*GIVEN INFORMATION:*
==================================================

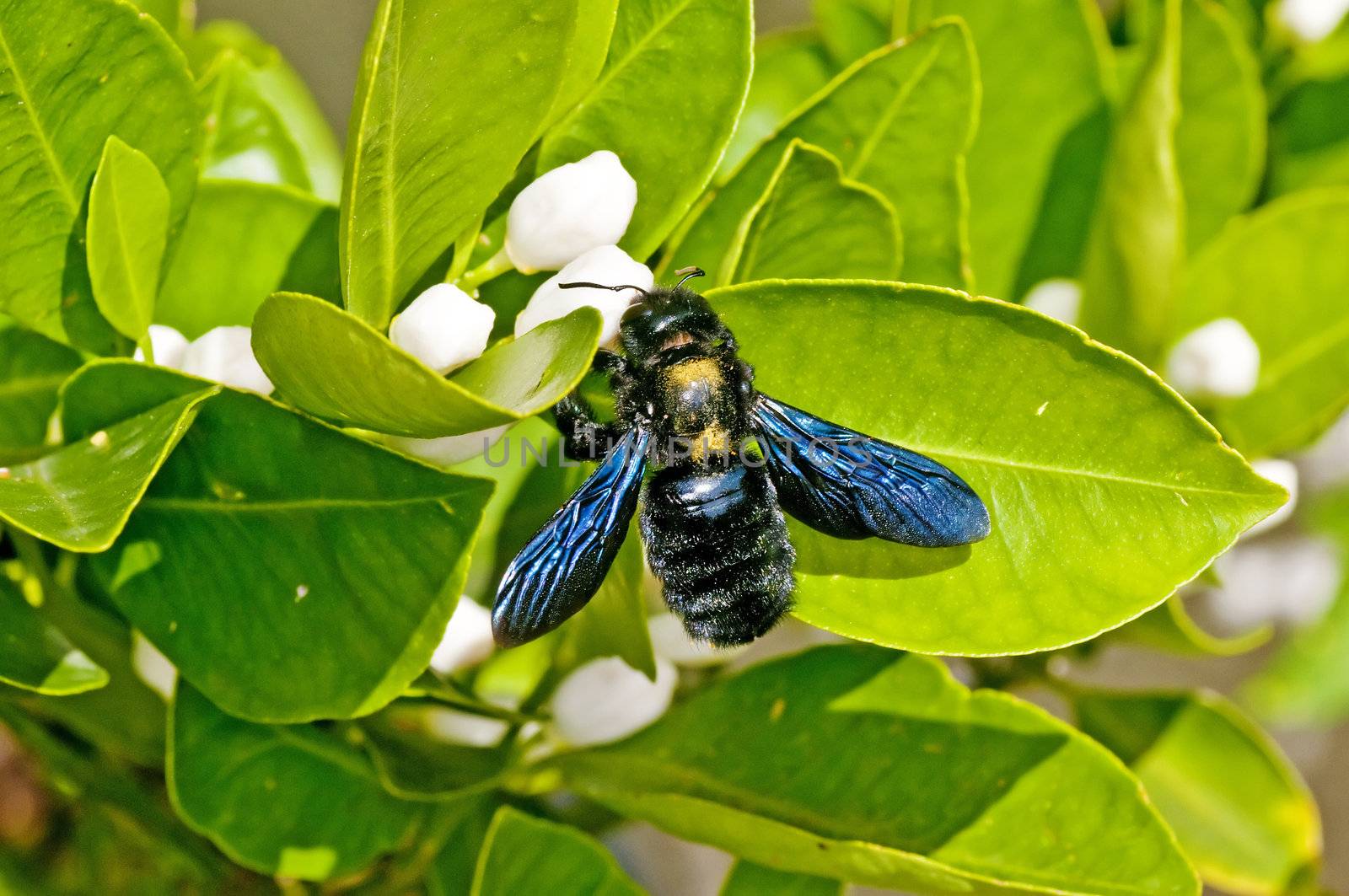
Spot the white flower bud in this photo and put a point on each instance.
(1059, 298)
(1220, 359)
(1275, 581)
(467, 640)
(168, 345)
(443, 328)
(607, 700)
(451, 449)
(1285, 474)
(669, 640)
(570, 211)
(609, 266)
(226, 357)
(465, 729)
(153, 667)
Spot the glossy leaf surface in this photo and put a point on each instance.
(424, 162)
(331, 363)
(1088, 464)
(961, 791)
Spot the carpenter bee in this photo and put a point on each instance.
(728, 462)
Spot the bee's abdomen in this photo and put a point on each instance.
(719, 545)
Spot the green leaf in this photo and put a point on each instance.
(368, 552)
(964, 792)
(1137, 246)
(660, 110)
(788, 67)
(31, 370)
(222, 273)
(1035, 108)
(1106, 491)
(35, 656)
(285, 801)
(262, 121)
(1220, 139)
(852, 29)
(1270, 271)
(525, 855)
(81, 496)
(900, 121)
(72, 74)
(813, 222)
(1171, 629)
(336, 366)
(425, 161)
(127, 238)
(1238, 806)
(748, 878)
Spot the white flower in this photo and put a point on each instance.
(467, 729)
(444, 328)
(1313, 19)
(226, 357)
(568, 212)
(1278, 579)
(607, 700)
(669, 640)
(1285, 474)
(609, 266)
(1058, 298)
(1220, 359)
(168, 345)
(451, 449)
(467, 640)
(153, 667)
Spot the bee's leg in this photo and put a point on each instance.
(584, 436)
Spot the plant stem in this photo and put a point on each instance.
(492, 269)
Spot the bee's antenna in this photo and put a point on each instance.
(617, 289)
(687, 274)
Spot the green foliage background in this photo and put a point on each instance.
(873, 196)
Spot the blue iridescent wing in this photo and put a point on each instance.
(854, 486)
(562, 567)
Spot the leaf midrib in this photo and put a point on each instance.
(62, 181)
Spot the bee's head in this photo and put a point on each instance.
(668, 321)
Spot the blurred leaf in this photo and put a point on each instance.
(525, 855)
(1270, 271)
(1171, 629)
(660, 110)
(748, 878)
(31, 370)
(262, 121)
(424, 161)
(336, 366)
(366, 552)
(73, 73)
(1220, 139)
(285, 801)
(900, 121)
(128, 235)
(81, 496)
(964, 791)
(1045, 80)
(813, 222)
(223, 270)
(1137, 244)
(1106, 491)
(1238, 806)
(789, 67)
(1306, 684)
(35, 656)
(852, 29)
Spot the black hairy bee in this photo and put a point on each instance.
(728, 462)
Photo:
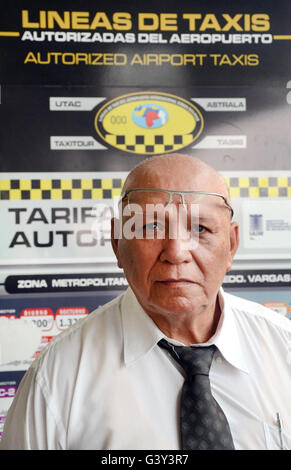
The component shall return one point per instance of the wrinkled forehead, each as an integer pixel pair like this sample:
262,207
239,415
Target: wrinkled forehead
149,199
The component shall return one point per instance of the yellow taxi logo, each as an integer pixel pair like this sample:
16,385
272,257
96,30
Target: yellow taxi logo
149,123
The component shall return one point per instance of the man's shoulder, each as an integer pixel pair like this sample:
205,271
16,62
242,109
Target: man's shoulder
255,312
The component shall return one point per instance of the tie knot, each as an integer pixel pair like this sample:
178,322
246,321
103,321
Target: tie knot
194,359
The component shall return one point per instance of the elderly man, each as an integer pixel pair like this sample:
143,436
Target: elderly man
174,363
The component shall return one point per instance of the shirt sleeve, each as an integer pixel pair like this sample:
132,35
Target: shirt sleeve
31,423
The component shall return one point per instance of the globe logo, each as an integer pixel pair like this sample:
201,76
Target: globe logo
150,116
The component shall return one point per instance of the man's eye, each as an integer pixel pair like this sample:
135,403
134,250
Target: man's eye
199,228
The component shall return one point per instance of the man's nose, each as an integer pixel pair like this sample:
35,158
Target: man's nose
176,251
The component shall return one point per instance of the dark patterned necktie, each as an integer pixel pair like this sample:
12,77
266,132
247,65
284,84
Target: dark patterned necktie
203,424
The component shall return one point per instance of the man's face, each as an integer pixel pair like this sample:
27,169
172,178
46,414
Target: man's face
174,276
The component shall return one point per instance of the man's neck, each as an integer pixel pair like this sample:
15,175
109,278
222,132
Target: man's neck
192,328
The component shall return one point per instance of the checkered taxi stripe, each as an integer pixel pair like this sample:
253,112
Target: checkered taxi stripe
60,189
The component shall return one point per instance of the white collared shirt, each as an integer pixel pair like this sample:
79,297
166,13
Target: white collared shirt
106,384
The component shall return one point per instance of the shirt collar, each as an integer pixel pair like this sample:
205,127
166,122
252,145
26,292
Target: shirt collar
141,334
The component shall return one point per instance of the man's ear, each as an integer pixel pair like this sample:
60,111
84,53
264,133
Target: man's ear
233,242
115,238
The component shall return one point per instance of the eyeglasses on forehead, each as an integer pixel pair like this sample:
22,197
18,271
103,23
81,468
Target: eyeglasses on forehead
170,193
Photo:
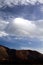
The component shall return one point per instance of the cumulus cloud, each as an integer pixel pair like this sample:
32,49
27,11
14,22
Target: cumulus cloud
11,3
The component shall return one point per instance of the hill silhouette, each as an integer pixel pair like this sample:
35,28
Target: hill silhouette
20,56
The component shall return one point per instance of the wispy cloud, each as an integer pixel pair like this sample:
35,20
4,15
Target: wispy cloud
11,3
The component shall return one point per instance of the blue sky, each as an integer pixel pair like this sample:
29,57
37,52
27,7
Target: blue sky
21,24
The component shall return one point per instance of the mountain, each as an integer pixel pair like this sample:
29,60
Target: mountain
19,56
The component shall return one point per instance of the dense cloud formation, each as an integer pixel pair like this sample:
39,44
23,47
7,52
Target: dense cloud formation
11,3
22,27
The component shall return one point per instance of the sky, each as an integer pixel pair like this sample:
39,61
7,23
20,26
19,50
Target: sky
21,24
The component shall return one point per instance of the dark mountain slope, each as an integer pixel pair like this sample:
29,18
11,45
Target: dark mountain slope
19,56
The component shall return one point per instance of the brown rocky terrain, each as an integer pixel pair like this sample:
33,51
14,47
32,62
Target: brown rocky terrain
20,56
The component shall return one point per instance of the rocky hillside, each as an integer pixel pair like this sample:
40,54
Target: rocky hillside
19,56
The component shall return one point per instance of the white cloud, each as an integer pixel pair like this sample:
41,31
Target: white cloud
27,48
21,27
3,25
2,33
11,3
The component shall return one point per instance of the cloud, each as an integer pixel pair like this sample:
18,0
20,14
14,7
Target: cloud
3,25
21,27
11,3
24,28
38,49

==================================================

Starting at the line containing "the cloud, each" and ending at the last of the lines above, write those lines out again with the requests included, scaling every coordinate in the answers by 1.85 and rounding to whole numbers, with halves rounded up. Leave the numbers in the requests and their sample pairs unchanged.

*RESPONSE TO THIS TASK:*
The component shall return one point per instance of the cloud, each as an integer pixel pair like this sample:
18,0
20,14
14,7
Target: cloud
6,46
39,50
20,6
44,52
70,91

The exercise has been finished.